[Start of Exercise materials]

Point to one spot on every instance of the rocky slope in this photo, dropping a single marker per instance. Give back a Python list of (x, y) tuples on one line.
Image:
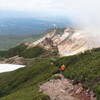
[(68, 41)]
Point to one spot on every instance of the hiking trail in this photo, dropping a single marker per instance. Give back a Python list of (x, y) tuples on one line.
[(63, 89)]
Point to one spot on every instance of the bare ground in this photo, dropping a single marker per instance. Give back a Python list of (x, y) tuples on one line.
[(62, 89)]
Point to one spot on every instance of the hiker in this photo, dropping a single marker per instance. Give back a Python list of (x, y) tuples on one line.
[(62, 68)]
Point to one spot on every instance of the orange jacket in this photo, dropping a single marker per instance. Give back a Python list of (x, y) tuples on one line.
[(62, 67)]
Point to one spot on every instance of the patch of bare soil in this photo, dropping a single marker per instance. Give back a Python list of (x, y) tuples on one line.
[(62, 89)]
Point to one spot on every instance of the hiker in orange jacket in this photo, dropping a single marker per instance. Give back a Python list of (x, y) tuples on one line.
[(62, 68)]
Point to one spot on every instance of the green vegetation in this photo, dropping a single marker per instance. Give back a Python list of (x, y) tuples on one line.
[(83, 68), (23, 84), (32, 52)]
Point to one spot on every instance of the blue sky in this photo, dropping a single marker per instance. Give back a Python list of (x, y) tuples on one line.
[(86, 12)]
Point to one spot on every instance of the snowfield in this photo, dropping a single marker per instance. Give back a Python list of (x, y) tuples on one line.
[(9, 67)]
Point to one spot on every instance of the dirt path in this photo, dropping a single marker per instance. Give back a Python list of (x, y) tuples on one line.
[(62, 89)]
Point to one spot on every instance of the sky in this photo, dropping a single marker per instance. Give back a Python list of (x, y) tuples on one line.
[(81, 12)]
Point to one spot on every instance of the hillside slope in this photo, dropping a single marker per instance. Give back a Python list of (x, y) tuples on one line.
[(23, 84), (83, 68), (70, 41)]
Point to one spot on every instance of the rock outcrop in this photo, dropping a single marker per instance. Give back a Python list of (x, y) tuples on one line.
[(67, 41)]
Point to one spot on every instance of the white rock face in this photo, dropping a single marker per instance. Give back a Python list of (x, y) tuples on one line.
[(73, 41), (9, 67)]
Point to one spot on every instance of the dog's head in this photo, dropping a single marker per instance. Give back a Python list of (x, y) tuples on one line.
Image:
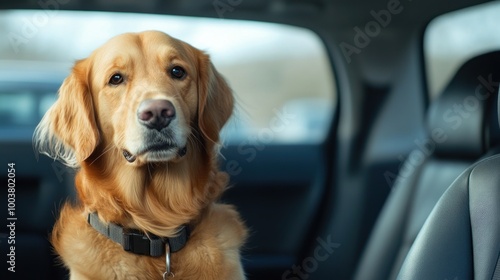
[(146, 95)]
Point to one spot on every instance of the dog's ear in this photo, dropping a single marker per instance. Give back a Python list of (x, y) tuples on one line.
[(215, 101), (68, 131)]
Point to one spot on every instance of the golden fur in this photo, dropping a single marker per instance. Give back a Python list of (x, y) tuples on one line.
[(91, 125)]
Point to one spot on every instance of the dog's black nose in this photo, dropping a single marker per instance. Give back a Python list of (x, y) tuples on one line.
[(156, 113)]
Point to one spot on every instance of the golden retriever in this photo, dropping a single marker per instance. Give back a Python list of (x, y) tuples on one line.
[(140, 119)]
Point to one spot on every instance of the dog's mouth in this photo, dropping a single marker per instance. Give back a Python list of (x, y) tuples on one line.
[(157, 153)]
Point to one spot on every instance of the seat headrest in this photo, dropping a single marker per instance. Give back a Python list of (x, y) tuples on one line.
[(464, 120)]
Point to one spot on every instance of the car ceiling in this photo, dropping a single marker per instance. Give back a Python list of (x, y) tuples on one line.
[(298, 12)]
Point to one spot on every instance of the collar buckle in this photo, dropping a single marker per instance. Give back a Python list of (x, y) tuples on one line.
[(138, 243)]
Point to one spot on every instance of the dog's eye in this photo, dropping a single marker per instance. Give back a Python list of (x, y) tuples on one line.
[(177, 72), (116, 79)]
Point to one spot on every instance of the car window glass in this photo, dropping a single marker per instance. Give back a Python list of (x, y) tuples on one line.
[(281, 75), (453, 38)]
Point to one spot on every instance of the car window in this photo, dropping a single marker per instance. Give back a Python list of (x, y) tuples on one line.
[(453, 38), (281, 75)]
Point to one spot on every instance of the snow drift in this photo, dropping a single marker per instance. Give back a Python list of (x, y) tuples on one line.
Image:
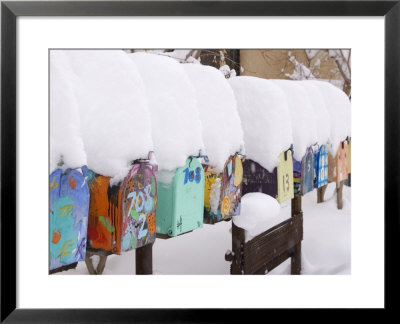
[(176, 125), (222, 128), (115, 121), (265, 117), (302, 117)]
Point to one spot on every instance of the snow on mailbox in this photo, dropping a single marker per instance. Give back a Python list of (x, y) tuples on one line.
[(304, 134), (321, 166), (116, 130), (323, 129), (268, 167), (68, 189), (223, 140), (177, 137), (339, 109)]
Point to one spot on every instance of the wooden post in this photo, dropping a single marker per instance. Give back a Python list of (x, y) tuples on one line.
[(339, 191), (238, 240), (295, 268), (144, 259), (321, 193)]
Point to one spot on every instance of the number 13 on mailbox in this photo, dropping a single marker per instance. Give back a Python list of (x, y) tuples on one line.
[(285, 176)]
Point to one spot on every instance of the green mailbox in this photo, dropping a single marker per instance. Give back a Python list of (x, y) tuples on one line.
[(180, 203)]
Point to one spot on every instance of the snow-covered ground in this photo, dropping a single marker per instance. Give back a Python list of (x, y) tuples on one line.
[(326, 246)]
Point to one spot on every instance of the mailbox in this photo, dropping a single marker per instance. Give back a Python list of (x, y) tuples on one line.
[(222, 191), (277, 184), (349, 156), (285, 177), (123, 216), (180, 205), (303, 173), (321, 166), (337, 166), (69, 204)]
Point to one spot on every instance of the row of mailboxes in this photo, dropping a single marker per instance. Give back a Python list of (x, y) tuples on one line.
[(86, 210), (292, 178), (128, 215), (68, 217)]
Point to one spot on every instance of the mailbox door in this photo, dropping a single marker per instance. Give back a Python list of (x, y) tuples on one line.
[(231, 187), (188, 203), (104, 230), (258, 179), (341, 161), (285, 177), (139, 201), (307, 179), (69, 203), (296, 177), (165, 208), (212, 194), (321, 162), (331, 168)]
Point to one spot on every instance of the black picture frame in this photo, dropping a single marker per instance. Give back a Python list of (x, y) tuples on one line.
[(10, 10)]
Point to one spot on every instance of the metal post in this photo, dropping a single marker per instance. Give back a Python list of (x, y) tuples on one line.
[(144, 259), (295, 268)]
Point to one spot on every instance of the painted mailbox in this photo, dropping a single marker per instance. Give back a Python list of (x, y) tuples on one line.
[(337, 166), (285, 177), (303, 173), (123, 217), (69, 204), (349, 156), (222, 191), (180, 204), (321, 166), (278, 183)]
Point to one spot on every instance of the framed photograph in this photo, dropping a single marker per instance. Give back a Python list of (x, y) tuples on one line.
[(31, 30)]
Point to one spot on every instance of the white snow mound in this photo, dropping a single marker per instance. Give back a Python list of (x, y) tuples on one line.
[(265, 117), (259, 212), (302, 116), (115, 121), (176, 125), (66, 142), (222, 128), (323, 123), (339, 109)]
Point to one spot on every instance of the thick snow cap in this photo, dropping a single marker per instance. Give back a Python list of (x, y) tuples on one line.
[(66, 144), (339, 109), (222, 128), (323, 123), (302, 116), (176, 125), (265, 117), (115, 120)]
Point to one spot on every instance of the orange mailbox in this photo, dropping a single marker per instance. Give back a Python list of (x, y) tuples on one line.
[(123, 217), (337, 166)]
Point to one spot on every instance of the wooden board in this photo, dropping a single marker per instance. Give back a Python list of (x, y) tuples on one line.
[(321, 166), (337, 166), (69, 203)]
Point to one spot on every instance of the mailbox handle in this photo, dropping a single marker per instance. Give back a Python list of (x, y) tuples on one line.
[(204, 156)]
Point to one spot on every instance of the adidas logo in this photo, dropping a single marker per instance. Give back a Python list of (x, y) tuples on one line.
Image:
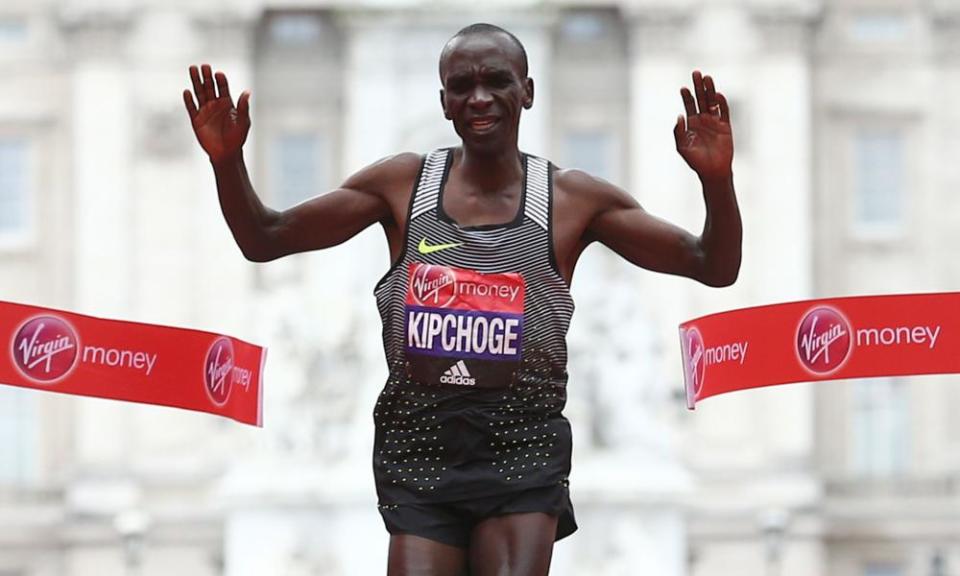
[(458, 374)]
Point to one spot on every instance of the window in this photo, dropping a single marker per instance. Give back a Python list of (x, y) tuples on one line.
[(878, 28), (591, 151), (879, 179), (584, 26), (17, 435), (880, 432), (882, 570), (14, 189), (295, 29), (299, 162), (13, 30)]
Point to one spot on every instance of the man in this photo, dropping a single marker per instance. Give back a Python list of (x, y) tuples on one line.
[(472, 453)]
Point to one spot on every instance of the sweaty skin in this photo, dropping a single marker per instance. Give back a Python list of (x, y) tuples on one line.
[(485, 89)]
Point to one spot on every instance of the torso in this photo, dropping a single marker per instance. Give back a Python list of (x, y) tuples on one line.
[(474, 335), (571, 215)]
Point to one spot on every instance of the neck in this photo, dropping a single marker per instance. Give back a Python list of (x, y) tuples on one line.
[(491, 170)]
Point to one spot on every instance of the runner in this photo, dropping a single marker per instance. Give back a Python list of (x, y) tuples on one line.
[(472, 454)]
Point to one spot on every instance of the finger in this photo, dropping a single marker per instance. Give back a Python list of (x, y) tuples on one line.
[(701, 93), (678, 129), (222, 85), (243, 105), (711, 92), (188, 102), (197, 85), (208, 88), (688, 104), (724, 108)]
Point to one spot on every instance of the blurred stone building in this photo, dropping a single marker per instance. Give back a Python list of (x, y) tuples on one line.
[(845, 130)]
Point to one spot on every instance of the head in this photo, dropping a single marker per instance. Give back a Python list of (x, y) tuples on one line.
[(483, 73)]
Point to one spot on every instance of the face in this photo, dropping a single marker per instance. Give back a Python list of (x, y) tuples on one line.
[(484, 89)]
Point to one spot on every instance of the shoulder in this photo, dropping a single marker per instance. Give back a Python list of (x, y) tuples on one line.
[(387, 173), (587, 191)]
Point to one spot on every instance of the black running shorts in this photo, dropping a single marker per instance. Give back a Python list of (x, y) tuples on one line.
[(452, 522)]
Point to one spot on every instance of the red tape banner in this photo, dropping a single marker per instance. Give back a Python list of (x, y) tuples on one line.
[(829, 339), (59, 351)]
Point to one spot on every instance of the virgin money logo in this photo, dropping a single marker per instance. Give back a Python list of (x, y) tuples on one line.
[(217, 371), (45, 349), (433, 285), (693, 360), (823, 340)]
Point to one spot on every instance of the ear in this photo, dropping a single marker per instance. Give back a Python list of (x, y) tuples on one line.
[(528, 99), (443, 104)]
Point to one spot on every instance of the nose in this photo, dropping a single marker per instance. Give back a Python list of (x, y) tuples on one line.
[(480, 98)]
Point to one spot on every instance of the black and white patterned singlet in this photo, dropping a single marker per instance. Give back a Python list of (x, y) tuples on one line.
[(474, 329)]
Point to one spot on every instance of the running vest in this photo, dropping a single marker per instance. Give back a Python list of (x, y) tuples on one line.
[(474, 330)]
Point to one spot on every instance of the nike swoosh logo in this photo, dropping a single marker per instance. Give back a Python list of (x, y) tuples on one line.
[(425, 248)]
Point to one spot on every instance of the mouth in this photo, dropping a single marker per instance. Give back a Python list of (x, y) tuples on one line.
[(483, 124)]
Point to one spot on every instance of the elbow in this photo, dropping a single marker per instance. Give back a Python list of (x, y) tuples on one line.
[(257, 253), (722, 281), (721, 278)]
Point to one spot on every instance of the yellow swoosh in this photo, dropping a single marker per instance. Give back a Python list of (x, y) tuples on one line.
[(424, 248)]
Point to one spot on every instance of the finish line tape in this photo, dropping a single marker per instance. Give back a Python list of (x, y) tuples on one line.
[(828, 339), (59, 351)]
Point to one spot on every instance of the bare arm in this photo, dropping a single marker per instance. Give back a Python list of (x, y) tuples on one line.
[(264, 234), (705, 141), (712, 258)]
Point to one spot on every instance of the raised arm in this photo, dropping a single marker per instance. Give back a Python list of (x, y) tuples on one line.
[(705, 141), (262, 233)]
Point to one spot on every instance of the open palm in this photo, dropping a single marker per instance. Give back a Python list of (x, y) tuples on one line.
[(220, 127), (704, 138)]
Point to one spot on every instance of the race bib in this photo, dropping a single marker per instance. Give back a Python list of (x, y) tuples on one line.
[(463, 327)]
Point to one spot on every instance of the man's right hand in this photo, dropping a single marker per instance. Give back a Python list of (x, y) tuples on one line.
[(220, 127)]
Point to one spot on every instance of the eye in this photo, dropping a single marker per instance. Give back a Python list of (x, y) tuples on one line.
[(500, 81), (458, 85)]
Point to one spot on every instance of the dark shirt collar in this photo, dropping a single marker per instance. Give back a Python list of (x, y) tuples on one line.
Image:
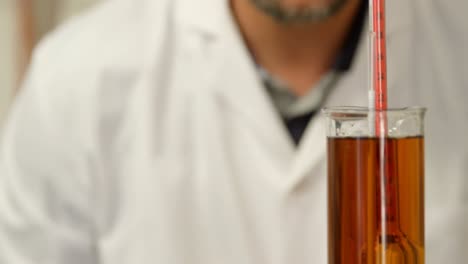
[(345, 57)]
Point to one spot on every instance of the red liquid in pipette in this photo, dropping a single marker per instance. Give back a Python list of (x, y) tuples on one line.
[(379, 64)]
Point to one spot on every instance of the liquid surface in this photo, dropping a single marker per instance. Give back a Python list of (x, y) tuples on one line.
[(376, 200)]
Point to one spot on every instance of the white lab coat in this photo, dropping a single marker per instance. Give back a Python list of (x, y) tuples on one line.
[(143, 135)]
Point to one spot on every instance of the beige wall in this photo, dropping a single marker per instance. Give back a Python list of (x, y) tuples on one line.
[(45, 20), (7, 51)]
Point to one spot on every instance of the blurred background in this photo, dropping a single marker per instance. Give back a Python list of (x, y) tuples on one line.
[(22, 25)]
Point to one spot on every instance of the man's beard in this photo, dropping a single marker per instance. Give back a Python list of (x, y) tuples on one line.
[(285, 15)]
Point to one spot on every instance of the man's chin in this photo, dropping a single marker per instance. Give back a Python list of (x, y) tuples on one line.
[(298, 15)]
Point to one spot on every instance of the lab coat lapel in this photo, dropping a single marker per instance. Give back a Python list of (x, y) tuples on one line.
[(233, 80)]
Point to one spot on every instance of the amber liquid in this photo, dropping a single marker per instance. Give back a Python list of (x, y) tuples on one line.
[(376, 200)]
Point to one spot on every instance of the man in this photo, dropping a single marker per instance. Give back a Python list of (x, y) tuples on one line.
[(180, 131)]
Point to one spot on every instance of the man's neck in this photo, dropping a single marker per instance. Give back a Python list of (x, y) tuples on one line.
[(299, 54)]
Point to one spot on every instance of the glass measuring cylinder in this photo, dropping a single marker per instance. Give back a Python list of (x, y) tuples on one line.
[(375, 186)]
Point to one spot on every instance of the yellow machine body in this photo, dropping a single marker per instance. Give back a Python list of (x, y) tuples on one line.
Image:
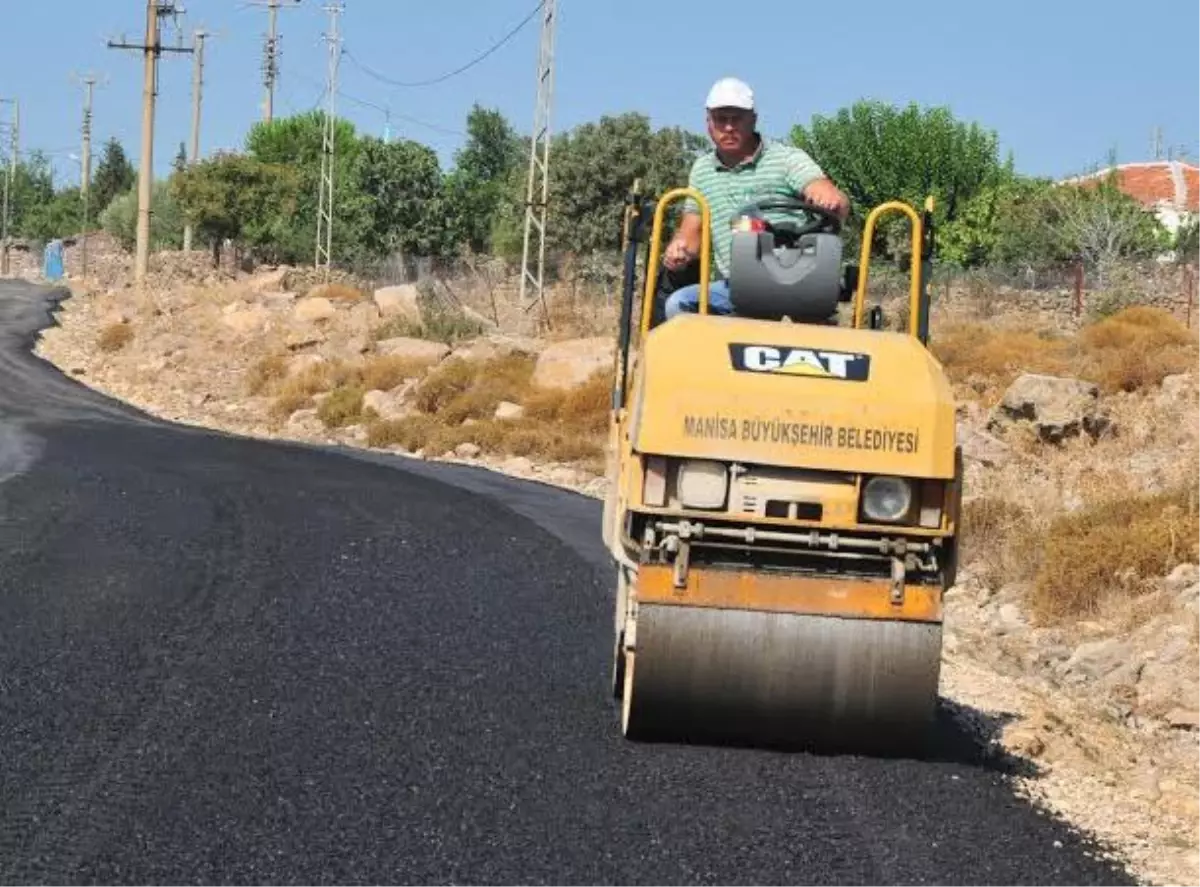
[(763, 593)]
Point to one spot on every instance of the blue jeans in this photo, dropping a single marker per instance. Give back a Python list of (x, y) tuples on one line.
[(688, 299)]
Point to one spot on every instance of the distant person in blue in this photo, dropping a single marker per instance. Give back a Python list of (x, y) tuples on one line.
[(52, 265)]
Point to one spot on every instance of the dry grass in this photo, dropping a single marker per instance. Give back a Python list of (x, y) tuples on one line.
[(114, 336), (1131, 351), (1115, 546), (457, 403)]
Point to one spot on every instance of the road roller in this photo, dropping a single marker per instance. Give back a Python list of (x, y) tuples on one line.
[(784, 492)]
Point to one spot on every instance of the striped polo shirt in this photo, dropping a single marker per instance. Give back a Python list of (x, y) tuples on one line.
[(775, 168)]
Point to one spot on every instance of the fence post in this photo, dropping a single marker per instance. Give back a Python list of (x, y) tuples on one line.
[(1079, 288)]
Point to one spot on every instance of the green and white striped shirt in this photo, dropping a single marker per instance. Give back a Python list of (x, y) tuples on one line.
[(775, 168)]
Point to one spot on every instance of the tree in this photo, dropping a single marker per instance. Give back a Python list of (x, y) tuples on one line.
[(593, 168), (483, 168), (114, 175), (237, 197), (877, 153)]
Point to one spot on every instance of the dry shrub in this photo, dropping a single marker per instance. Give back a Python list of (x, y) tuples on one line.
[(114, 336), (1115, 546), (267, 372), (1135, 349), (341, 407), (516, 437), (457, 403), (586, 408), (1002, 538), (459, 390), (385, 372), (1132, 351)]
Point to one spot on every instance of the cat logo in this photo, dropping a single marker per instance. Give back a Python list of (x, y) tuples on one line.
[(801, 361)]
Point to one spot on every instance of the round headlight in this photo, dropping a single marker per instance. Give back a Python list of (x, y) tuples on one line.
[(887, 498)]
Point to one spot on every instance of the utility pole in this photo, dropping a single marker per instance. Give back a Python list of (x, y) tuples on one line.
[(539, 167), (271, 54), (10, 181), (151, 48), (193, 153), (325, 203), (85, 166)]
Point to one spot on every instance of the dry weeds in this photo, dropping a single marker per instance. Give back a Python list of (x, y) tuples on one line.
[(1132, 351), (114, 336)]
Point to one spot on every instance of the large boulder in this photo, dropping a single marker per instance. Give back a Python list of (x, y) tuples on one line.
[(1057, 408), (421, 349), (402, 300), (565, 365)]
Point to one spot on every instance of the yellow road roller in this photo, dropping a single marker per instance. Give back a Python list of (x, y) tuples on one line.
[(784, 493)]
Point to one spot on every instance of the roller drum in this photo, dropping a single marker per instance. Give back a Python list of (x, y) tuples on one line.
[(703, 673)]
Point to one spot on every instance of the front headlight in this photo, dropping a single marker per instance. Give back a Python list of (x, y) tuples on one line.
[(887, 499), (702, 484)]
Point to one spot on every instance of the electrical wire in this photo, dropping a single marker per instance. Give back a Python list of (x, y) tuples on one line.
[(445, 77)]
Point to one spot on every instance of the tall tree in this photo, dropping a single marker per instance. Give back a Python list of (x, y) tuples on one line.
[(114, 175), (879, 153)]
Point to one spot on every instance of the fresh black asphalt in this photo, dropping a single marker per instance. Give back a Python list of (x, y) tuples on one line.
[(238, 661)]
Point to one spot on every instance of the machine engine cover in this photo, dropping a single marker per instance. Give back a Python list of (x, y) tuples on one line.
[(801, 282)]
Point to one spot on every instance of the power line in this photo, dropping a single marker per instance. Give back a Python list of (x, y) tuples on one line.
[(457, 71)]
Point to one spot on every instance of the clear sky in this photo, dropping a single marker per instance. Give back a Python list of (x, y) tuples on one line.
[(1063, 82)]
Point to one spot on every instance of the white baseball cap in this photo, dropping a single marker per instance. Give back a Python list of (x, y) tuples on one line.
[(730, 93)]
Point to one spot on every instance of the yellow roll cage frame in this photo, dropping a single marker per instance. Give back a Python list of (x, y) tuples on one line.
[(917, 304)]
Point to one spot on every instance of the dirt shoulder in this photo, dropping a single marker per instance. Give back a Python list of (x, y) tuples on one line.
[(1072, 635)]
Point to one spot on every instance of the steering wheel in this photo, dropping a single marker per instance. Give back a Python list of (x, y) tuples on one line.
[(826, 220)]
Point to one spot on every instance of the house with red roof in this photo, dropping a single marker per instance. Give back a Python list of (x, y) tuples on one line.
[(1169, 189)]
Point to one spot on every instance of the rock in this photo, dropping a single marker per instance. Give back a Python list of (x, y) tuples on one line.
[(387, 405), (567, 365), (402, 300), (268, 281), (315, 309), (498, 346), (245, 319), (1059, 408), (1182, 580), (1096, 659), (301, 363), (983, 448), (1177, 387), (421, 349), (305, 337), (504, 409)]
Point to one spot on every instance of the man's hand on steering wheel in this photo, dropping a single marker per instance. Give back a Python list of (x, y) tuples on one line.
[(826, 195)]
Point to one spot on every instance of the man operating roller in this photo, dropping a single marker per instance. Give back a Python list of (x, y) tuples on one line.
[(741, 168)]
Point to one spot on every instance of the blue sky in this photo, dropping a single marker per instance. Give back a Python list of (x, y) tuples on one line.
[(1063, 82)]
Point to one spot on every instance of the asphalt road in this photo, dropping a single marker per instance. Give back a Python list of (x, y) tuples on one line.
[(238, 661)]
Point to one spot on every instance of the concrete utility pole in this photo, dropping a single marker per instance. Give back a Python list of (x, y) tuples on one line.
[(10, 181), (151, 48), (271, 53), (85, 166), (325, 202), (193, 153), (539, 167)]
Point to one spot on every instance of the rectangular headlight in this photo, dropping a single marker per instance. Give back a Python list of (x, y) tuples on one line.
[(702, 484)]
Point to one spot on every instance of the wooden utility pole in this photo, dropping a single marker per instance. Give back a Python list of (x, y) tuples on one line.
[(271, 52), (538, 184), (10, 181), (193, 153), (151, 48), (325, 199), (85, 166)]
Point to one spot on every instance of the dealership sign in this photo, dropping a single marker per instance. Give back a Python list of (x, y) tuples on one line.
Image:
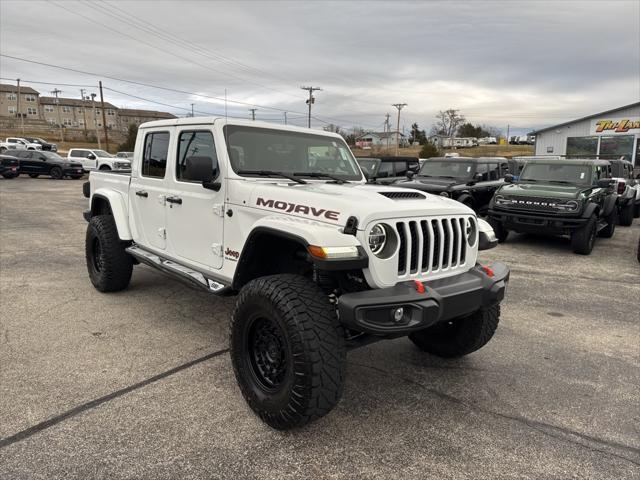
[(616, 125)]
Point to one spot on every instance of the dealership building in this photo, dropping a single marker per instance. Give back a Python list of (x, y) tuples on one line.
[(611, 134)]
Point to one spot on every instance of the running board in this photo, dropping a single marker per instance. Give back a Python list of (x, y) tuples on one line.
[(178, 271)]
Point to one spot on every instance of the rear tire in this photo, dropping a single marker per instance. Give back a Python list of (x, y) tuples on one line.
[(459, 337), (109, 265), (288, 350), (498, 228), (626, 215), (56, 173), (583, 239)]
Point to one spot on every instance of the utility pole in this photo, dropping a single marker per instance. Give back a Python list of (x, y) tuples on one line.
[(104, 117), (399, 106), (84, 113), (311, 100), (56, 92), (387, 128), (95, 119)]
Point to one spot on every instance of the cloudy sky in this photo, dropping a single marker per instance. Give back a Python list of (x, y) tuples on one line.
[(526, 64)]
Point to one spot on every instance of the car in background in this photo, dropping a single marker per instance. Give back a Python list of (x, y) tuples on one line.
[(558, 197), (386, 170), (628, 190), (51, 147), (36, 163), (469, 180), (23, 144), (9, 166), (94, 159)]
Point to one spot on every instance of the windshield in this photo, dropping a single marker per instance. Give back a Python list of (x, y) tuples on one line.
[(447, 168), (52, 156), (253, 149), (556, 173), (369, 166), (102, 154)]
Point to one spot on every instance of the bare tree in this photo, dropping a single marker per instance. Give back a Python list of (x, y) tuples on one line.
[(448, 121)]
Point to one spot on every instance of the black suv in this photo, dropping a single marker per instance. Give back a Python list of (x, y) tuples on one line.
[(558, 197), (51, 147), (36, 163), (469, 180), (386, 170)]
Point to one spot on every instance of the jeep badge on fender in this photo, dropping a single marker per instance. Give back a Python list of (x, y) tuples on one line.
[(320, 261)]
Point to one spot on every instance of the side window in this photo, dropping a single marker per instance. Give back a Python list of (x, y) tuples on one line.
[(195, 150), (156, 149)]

[End of Exercise materials]

Required task = Write out the lines above, starting at the line that contains "Point to one spot on every instance of the bare tree" and ending with the final line, and nothing else; copy them exactly.

Correct result =
Point to one spot on every instance of the bare tree in this photo, dropping a single marker per instance. Give back a Python list of (x, y) tuples on one line.
[(448, 121)]
Point to one spot on every instance of the black suv in this photo, dropping a single marker per instance. Give back a Python list of (x, y) tuples on one line.
[(558, 197), (51, 147), (36, 163), (469, 180), (386, 170)]
Point to one spot on every instance of the jeep badge on fender in this photo, dropping a single marker per instance. Give back a Python list of (x, y) tuples on one line.
[(320, 261)]
Point to one spot on every instance of the side window in this photo, dropping a single marker per instance. Give back a Python list of (x, y) tuples on one line.
[(195, 150), (156, 149)]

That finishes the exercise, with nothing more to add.